- Task statement: Could you write the next part of the article on the Erwin L. Hahn Institute for Magnetic Resonance Imaging, starting right after its final sentence?

- Selected excerpt:
-=-=-
= Erwin L. Hahn Institute for Magnetic Resonance Imaging =

Research institute

The Erwin L. Hahn Institute for Magnetic Resonance Imaging is a research institute which develops magnetic resonance imaging (MRI) for both cognitive neuroscience and medical diagnosis and treatment.

== History ==
It was founded in July 2005 by the University Duisburg-Essen (Germany) and the Radboud University Nijmegen (The Netherlands).

It is located on the grounds of the UNESCO World Cultural Heritage Zollverein in the Northeast of the city of Essen, Germany.
The industrial complex Zollverein is a former coal mine and coke processing plant which represents an industry which dominated the industrialization of the Ruhr area in Germany during the 19th and 20th centuries.
-=-=-
- Data records:
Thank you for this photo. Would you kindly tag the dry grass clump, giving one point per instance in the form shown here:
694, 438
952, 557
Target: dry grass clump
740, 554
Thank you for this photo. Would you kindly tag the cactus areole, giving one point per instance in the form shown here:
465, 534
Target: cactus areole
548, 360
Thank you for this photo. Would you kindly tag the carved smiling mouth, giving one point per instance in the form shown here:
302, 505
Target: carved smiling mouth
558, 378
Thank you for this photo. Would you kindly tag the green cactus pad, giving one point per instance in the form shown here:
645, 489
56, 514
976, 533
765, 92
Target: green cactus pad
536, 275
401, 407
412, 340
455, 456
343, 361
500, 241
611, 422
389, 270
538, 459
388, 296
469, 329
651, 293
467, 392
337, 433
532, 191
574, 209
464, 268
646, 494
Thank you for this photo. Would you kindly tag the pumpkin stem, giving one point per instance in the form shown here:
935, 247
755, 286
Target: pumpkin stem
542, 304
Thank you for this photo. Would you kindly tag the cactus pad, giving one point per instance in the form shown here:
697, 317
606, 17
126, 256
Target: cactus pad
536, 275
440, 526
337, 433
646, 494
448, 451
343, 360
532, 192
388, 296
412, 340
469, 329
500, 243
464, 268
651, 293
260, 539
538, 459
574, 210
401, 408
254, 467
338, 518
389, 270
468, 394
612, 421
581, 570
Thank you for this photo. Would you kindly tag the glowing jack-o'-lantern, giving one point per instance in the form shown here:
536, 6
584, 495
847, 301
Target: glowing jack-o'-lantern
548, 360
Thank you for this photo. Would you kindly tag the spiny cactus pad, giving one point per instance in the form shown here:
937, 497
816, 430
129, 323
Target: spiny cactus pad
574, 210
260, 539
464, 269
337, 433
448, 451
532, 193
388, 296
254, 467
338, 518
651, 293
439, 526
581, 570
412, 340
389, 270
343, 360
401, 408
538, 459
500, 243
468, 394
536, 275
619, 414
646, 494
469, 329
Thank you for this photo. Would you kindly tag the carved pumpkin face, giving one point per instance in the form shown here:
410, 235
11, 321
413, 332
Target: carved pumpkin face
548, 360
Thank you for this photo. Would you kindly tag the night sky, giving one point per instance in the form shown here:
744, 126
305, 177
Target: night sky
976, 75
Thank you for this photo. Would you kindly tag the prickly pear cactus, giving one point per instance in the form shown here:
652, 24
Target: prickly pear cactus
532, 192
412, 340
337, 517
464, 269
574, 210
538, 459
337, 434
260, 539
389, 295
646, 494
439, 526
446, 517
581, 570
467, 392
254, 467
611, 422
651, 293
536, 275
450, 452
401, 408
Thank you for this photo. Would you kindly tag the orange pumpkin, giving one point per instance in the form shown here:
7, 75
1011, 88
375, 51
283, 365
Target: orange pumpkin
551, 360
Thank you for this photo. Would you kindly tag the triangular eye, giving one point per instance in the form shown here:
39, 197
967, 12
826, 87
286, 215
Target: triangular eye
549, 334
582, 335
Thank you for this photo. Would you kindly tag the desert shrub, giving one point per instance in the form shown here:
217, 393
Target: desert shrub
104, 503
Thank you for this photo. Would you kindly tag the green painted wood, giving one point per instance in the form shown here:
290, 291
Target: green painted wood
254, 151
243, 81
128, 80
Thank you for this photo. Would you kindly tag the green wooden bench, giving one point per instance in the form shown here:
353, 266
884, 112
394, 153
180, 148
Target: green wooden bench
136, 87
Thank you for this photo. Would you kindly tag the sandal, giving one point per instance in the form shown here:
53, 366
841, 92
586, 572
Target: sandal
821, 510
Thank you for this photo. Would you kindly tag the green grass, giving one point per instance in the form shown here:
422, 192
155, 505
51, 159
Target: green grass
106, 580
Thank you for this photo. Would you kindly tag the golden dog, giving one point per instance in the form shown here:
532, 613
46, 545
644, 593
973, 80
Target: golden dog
-=-=-
- Answer to the problem:
The institute is named after Erwin L. Hahn, a physicist who has made innumerable contributions to the field of magnetic resonance.
The centerpiece of the institute is a 7-tesla whole-body magnet resonance imager from Siemens Healthcare, Erlangen, Germany. In contrast to the magnetic resonance imagers used in hospitals and clinics throughout the world, which commonly operate at a magnetic field strength of 1.5-tesla, the ultra high magnetic field strength of this imager provides significantly higher sensitivity for structural and functional measurements of the human body.